Bounding-box records -

- - -

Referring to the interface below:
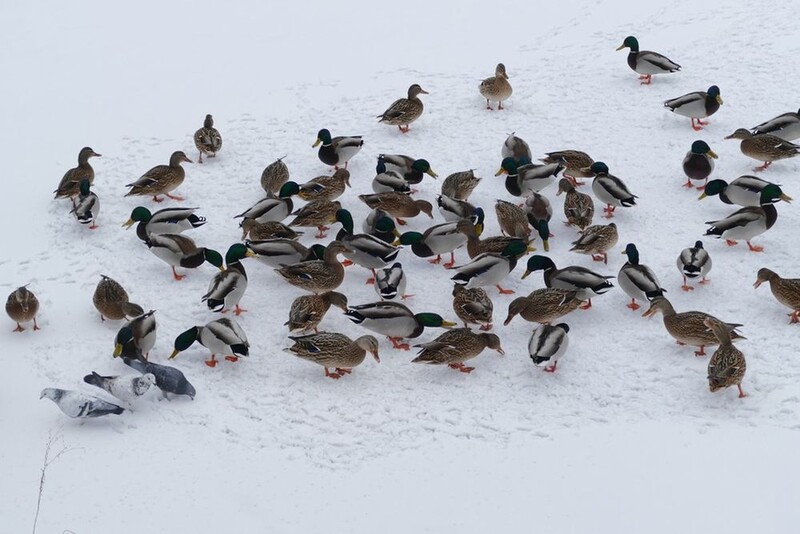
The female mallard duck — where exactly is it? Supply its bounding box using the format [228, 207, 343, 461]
[617, 35, 681, 85]
[705, 204, 778, 252]
[753, 268, 800, 324]
[642, 296, 744, 356]
[698, 175, 792, 207]
[522, 255, 614, 310]
[169, 317, 250, 367]
[617, 243, 664, 311]
[569, 223, 619, 264]
[6, 286, 39, 332]
[377, 83, 428, 133]
[677, 241, 711, 291]
[703, 319, 747, 399]
[53, 146, 100, 203]
[92, 274, 144, 321]
[275, 241, 347, 294]
[345, 301, 456, 350]
[683, 141, 717, 191]
[453, 284, 494, 331]
[590, 161, 639, 219]
[194, 114, 222, 163]
[284, 332, 381, 379]
[503, 287, 583, 326]
[283, 291, 347, 333]
[664, 85, 720, 132]
[478, 63, 513, 111]
[311, 128, 364, 169]
[528, 323, 569, 373]
[725, 128, 800, 172]
[556, 178, 594, 230]
[411, 328, 505, 373]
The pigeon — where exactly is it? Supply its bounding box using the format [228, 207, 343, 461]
[39, 388, 125, 417]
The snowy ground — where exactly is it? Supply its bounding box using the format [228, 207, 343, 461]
[0, 0, 800, 534]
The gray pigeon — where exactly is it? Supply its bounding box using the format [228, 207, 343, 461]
[39, 388, 125, 417]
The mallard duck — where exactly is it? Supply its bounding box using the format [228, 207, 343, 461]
[275, 241, 347, 294]
[569, 223, 619, 264]
[503, 287, 583, 326]
[642, 296, 744, 356]
[617, 243, 664, 311]
[194, 114, 222, 163]
[125, 150, 192, 202]
[169, 317, 245, 367]
[311, 128, 364, 169]
[453, 284, 494, 330]
[753, 268, 800, 324]
[750, 110, 800, 141]
[522, 255, 614, 310]
[590, 161, 639, 219]
[297, 169, 350, 201]
[6, 286, 39, 332]
[478, 63, 513, 111]
[698, 175, 792, 207]
[145, 234, 222, 281]
[705, 204, 778, 252]
[617, 35, 681, 85]
[664, 85, 724, 132]
[683, 141, 718, 191]
[377, 83, 428, 133]
[725, 128, 800, 172]
[53, 146, 100, 203]
[283, 291, 347, 333]
[345, 300, 456, 350]
[284, 332, 381, 379]
[411, 328, 505, 373]
[92, 274, 144, 321]
[556, 178, 594, 230]
[528, 323, 569, 373]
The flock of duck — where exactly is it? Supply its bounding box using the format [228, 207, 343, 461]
[6, 36, 800, 417]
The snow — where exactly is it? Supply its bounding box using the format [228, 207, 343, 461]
[0, 0, 800, 534]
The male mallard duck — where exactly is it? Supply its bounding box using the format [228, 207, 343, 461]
[377, 83, 428, 133]
[725, 128, 800, 172]
[705, 204, 778, 252]
[169, 317, 245, 367]
[528, 323, 569, 373]
[642, 296, 744, 356]
[311, 128, 364, 169]
[411, 328, 505, 373]
[53, 146, 100, 203]
[617, 35, 681, 85]
[92, 274, 144, 321]
[698, 175, 792, 207]
[503, 287, 583, 326]
[284, 332, 381, 379]
[677, 241, 711, 291]
[569, 223, 619, 264]
[664, 85, 722, 132]
[683, 141, 717, 191]
[753, 268, 800, 324]
[590, 161, 639, 219]
[283, 291, 347, 333]
[453, 284, 494, 330]
[478, 63, 513, 111]
[556, 178, 594, 230]
[345, 306, 456, 350]
[275, 241, 347, 293]
[617, 243, 664, 311]
[194, 114, 222, 163]
[6, 286, 39, 332]
[522, 255, 614, 310]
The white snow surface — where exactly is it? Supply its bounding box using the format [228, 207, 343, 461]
[0, 0, 800, 534]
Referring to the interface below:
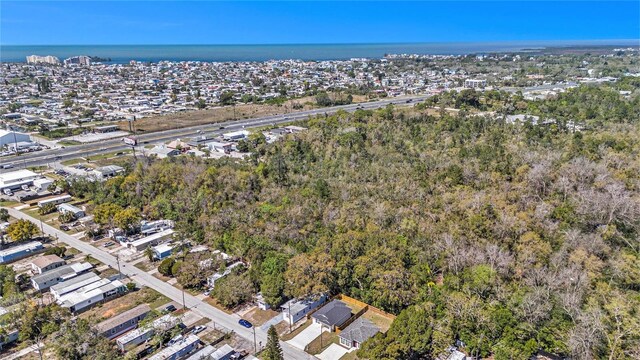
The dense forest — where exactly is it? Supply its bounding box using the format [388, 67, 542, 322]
[61, 78, 640, 359]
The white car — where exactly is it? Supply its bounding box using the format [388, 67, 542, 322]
[192, 325, 207, 335]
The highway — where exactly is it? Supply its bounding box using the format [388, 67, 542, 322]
[0, 95, 429, 173]
[6, 208, 316, 360]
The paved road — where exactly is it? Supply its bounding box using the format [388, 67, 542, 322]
[0, 95, 429, 173]
[6, 208, 315, 360]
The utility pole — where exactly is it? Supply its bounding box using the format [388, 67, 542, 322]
[253, 326, 258, 353]
[116, 255, 122, 279]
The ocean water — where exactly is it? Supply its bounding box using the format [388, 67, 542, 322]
[0, 40, 637, 63]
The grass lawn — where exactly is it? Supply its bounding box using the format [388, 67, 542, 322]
[133, 261, 154, 272]
[362, 311, 393, 332]
[100, 268, 118, 278]
[340, 350, 358, 360]
[280, 320, 312, 341]
[80, 287, 169, 322]
[61, 158, 85, 166]
[85, 150, 131, 161]
[203, 296, 233, 315]
[58, 140, 82, 146]
[244, 307, 278, 326]
[306, 331, 340, 355]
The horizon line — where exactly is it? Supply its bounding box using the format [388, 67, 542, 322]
[5, 38, 640, 46]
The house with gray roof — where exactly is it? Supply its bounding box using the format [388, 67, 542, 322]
[311, 300, 351, 331]
[340, 317, 380, 349]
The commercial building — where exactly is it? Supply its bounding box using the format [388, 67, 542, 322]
[93, 165, 124, 179]
[56, 279, 127, 313]
[96, 304, 151, 339]
[49, 272, 101, 300]
[33, 177, 53, 191]
[222, 130, 249, 141]
[116, 314, 180, 351]
[0, 241, 44, 264]
[31, 262, 93, 291]
[464, 79, 487, 89]
[0, 130, 31, 148]
[27, 55, 60, 65]
[31, 255, 65, 274]
[93, 125, 119, 134]
[0, 170, 40, 191]
[149, 334, 200, 360]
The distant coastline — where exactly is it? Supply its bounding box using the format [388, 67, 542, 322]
[0, 39, 640, 63]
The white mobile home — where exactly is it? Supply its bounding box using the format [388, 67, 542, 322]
[38, 195, 71, 207]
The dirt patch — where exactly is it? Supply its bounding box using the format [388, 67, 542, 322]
[118, 95, 367, 133]
[243, 307, 278, 326]
[362, 311, 393, 333]
[80, 288, 169, 321]
[276, 320, 312, 341]
[203, 297, 233, 315]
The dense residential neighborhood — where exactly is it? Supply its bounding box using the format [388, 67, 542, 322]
[0, 43, 640, 360]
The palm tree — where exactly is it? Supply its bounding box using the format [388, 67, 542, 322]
[144, 246, 155, 261]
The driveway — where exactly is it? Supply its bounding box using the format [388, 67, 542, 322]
[316, 344, 349, 360]
[287, 323, 327, 350]
[6, 208, 320, 360]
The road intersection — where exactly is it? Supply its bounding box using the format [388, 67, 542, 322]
[0, 95, 429, 173]
[6, 208, 315, 360]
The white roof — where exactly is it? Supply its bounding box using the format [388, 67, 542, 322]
[149, 334, 200, 360]
[57, 279, 124, 307]
[0, 241, 42, 257]
[153, 244, 173, 253]
[131, 229, 173, 248]
[0, 169, 39, 183]
[50, 272, 101, 296]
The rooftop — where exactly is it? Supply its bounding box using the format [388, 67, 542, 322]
[96, 304, 151, 332]
[31, 255, 64, 269]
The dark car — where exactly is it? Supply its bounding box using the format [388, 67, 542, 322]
[238, 319, 253, 329]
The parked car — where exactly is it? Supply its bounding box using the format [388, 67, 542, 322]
[167, 335, 183, 346]
[238, 319, 253, 329]
[192, 325, 207, 335]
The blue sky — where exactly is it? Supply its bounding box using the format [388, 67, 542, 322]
[0, 0, 640, 45]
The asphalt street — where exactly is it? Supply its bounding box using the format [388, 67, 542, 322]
[6, 208, 315, 360]
[0, 95, 429, 173]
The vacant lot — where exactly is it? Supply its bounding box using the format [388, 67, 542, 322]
[118, 95, 367, 132]
[80, 287, 169, 321]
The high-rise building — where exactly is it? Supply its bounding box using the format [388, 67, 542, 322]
[64, 55, 91, 65]
[27, 55, 60, 65]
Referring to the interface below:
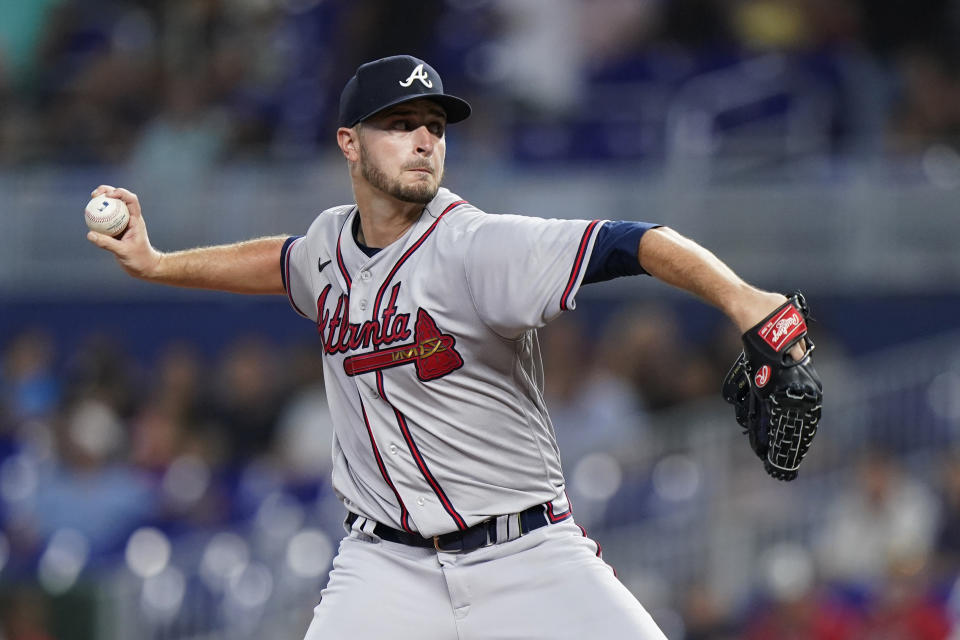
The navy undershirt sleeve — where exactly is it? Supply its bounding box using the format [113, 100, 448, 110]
[583, 220, 662, 284]
[280, 236, 303, 291]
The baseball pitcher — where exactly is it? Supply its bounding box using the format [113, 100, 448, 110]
[88, 56, 821, 640]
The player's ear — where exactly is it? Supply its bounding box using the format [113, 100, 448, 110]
[337, 126, 360, 162]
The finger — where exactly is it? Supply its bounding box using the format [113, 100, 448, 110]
[87, 231, 121, 253]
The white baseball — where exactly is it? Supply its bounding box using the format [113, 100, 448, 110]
[83, 196, 130, 236]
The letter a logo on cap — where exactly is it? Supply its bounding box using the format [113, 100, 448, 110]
[400, 64, 433, 89]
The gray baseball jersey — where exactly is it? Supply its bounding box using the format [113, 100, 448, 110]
[281, 189, 603, 536]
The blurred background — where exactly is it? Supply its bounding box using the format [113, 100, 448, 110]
[0, 0, 960, 640]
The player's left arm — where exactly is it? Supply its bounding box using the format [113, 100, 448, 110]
[637, 227, 803, 360]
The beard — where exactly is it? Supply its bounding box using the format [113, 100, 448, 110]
[360, 138, 443, 204]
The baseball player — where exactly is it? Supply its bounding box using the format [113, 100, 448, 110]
[88, 56, 806, 640]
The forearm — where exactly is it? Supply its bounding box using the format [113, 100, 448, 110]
[637, 227, 786, 331]
[148, 236, 286, 294]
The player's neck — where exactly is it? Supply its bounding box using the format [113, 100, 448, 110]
[354, 188, 424, 249]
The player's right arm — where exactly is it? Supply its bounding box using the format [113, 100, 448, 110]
[87, 185, 287, 295]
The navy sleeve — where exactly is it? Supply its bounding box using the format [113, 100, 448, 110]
[583, 220, 662, 284]
[280, 236, 303, 291]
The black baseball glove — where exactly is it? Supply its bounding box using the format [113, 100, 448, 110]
[722, 292, 823, 480]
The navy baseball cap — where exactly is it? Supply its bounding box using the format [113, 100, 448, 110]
[340, 56, 470, 127]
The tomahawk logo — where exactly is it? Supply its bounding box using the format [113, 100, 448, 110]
[343, 309, 463, 382]
[400, 64, 433, 89]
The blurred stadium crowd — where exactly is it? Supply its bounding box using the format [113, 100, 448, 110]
[0, 0, 960, 640]
[0, 0, 960, 171]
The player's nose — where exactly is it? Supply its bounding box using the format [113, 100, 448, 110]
[413, 125, 436, 155]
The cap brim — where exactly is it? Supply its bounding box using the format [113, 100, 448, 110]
[347, 93, 473, 127]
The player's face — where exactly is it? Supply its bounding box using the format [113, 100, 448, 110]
[359, 100, 447, 204]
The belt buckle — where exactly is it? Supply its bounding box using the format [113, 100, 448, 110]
[433, 536, 464, 553]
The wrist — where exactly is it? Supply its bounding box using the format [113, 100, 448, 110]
[137, 248, 166, 281]
[727, 285, 787, 333]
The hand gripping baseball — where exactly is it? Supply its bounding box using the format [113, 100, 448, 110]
[87, 185, 161, 278]
[722, 292, 823, 480]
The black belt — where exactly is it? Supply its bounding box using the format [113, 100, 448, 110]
[346, 504, 547, 553]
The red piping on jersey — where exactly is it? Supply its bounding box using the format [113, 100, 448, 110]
[560, 220, 600, 311]
[360, 396, 413, 533]
[372, 200, 467, 320]
[337, 220, 352, 295]
[362, 200, 467, 530]
[377, 371, 467, 531]
[283, 236, 310, 318]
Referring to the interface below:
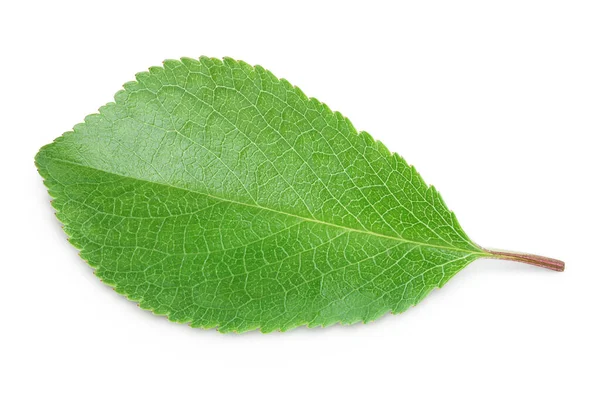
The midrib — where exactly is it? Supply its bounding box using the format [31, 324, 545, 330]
[45, 157, 489, 257]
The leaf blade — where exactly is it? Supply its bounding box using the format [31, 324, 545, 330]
[36, 58, 486, 331]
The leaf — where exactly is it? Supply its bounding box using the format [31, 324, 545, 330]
[36, 57, 562, 332]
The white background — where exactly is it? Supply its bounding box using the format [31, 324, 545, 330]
[0, 0, 600, 399]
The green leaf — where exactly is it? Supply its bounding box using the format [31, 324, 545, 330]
[36, 58, 560, 332]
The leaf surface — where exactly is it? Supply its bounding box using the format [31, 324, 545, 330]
[36, 58, 510, 332]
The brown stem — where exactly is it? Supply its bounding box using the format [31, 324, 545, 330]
[486, 250, 565, 272]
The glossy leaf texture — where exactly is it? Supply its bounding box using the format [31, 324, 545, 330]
[36, 57, 490, 332]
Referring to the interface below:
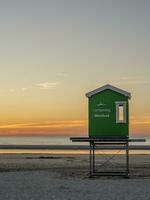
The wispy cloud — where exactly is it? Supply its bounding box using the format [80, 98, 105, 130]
[57, 72, 68, 77]
[112, 77, 150, 85]
[21, 88, 28, 92]
[35, 81, 60, 90]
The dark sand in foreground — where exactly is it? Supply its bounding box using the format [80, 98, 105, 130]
[0, 154, 150, 200]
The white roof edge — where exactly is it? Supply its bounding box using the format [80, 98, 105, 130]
[85, 84, 131, 99]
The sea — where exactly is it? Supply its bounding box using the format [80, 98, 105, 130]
[0, 136, 150, 154]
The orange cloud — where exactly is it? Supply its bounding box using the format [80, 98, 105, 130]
[0, 120, 87, 135]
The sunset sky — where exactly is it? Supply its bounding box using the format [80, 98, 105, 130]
[0, 0, 150, 135]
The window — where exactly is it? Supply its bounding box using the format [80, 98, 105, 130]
[116, 101, 126, 123]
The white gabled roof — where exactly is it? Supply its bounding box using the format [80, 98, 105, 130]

- - -

Exercise objective -
Starting at the line that has "The glossy leaf" and ending after the line that has "[36, 57, 490, 332]", write those lines out again with "glossy" switched to "shiny" and nothing else altered.

Exercise result -
The shiny leaf texture — where exactly is it? Supply its bounding box using the format [31, 324, 545, 330]
[36, 57, 490, 332]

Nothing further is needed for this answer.